### Information supplied

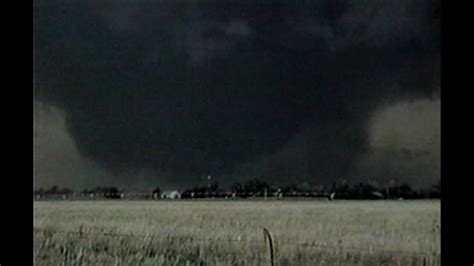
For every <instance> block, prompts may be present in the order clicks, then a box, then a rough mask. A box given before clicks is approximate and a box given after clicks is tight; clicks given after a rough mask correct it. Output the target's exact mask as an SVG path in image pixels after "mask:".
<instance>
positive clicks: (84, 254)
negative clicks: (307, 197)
mask: <svg viewBox="0 0 474 266" xmlns="http://www.w3.org/2000/svg"><path fill="white" fill-rule="evenodd" d="M263 228H267V229H268V230H269V231H270V232H271V235H272V237H273V246H274V251H273V253H274V255H273V256H274V259H273V262H274V265H440V264H441V262H440V201H431V200H426V201H424V200H420V201H337V200H336V201H310V200H309V201H285V200H282V201H272V200H268V201H185V200H181V201H120V200H117V201H114V200H110V201H36V202H34V258H35V265H271V263H272V260H271V257H270V249H269V245H268V244H269V243H268V241H265V238H264V235H263V231H262V230H263Z"/></svg>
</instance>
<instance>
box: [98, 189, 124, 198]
mask: <svg viewBox="0 0 474 266" xmlns="http://www.w3.org/2000/svg"><path fill="white" fill-rule="evenodd" d="M101 190H102V193H104V196H105V197H106V198H108V199H119V198H120V192H119V190H118V188H116V187H110V188H103V189H101Z"/></svg>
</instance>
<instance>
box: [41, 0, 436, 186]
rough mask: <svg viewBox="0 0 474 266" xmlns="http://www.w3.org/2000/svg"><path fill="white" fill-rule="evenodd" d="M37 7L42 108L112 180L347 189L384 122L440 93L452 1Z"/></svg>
mask: <svg viewBox="0 0 474 266" xmlns="http://www.w3.org/2000/svg"><path fill="white" fill-rule="evenodd" d="M34 5H35V9H34V16H35V26H34V27H35V40H34V41H35V81H36V84H35V88H36V96H35V97H37V99H38V100H40V101H42V102H45V103H48V104H52V105H55V106H58V107H59V108H61V109H62V110H64V112H65V115H66V124H67V128H68V131H69V133H70V134H71V136H72V138H73V139H74V141H75V143H76V144H77V147H78V150H79V152H80V153H81V154H82V155H84V156H86V157H88V158H91V159H93V160H96V161H97V162H99V163H101V164H102V165H104V166H105V167H107V168H108V169H109V170H111V171H112V172H121V171H123V170H127V171H129V170H130V169H137V170H140V169H155V170H156V171H158V172H159V171H167V172H168V171H170V172H173V173H174V176H175V177H176V179H179V178H181V177H185V176H189V175H199V174H206V173H215V174H217V175H220V174H222V175H224V174H227V175H231V174H232V173H235V171H236V167H237V168H238V167H240V166H242V165H246V164H252V163H253V164H256V165H258V167H257V168H259V169H262V170H260V174H263V175H265V176H269V178H270V177H271V176H275V177H276V176H283V175H301V176H311V177H312V178H317V179H318V180H329V179H331V178H335V177H341V176H342V177H343V176H344V175H346V174H347V171H348V169H350V165H351V163H352V161H353V160H354V158H355V156H356V155H357V153H359V152H361V151H363V150H364V149H365V148H366V147H367V138H368V137H367V132H366V131H367V124H368V121H369V117H370V115H371V112H372V111H373V110H374V108H376V107H378V106H379V105H380V104H382V103H384V104H385V103H387V102H396V101H398V100H401V99H406V98H412V97H427V96H430V95H431V94H432V92H433V91H436V90H439V52H440V51H439V19H440V18H439V5H440V4H439V1H430V0H423V1H422V0H419V1H416V0H413V1H363V0H360V1H334V0H331V1H297V2H294V3H293V2H291V1H252V2H250V1H183V0H181V1H158V2H154V1H138V2H132V1H104V0H101V1H64V2H62V1H52V0H43V1H35V3H34ZM292 143H297V144H292ZM288 146H290V147H295V148H293V149H294V150H295V151H293V152H289V153H287V152H285V151H286V150H287V149H283V148H284V147H288ZM289 149H290V150H291V148H289ZM262 158H263V159H262ZM269 158H271V159H269ZM288 162H293V163H291V165H290V163H288Z"/></svg>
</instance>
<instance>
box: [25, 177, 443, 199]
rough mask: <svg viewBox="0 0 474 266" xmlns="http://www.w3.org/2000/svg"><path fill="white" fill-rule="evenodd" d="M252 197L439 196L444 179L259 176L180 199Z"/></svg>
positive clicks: (36, 197) (149, 193)
mask: <svg viewBox="0 0 474 266" xmlns="http://www.w3.org/2000/svg"><path fill="white" fill-rule="evenodd" d="M122 193H125V192H124V190H120V189H118V188H117V187H114V186H111V187H95V188H92V189H84V190H82V191H79V192H75V191H73V190H72V189H70V188H62V189H61V188H59V187H58V186H53V187H51V188H49V189H43V188H40V189H37V190H34V191H33V195H34V197H36V198H41V197H63V198H67V197H73V196H76V195H78V194H79V195H82V196H84V195H90V196H91V197H92V196H94V195H100V196H102V197H105V198H110V199H118V198H121V197H122V196H123V194H122ZM161 193H162V190H161V189H160V188H159V187H156V188H155V189H154V190H153V191H152V192H151V193H148V194H149V195H146V194H147V193H144V194H145V195H144V196H145V197H146V198H154V199H156V198H160V197H161ZM250 197H279V198H283V197H309V198H317V197H323V198H329V199H398V198H403V199H428V198H430V199H440V198H441V181H440V180H438V181H437V182H436V183H435V184H433V185H432V186H431V188H428V189H414V188H412V187H411V186H410V185H408V184H401V185H395V184H389V185H385V186H379V185H377V184H376V183H374V182H365V183H364V182H352V183H351V182H347V181H344V180H342V181H336V182H334V183H332V184H330V185H321V186H313V187H311V186H308V185H307V184H301V185H296V184H290V185H285V186H274V185H273V186H272V185H270V184H268V183H267V182H264V181H262V180H259V179H251V180H247V181H245V182H238V183H234V184H233V185H232V186H230V187H229V188H227V189H224V188H220V187H219V185H218V183H217V182H212V183H210V184H208V185H206V186H196V187H193V188H189V189H185V190H184V191H183V192H182V193H181V198H250Z"/></svg>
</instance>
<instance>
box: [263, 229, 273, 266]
mask: <svg viewBox="0 0 474 266" xmlns="http://www.w3.org/2000/svg"><path fill="white" fill-rule="evenodd" d="M263 237H264V238H266V239H268V245H269V247H270V265H271V266H275V262H274V261H273V240H272V235H271V234H270V231H268V229H267V228H263Z"/></svg>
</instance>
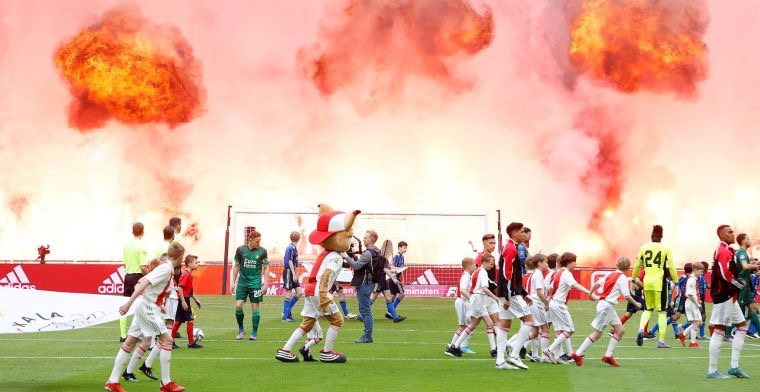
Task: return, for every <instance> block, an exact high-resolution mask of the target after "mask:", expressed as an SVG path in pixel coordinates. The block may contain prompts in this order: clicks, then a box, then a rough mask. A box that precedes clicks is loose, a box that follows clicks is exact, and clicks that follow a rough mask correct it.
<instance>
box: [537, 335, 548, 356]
mask: <svg viewBox="0 0 760 392" xmlns="http://www.w3.org/2000/svg"><path fill="white" fill-rule="evenodd" d="M538 340H540V341H541V358H543V357H544V351H546V350H547V349H548V348H549V334H548V333H544V332H541V335H540V337H539V338H538Z"/></svg>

### Exercise brief
Gather every line of the items above that contains the word "clicks" and copy each one in full. Count a line only if the word appears in that exact case.

### Exercise solution
For every <instance> block, prompts may be present in the order clicks, then a box, then a rough mask. A box given before clicks is approximate and a box given after clicks is tight; clicks given after a rough mask correct it. Output the target's exact mask as an SVG path in image pixels after "mask:".
positive clicks: (84, 254)
negative clicks: (307, 197)
positive clicks: (36, 197) (149, 193)
Task: return, for every <instance> block, an exact high-resolution mask of the target after "mask:", expressed as an SVG path in pixel coordinates. The block may contain prompts in this order: clicks, then a box, then a rough mask. A box that precedes clicks is loose, a box that follows clicks is exact, and clicks that follow a rough mask correct it.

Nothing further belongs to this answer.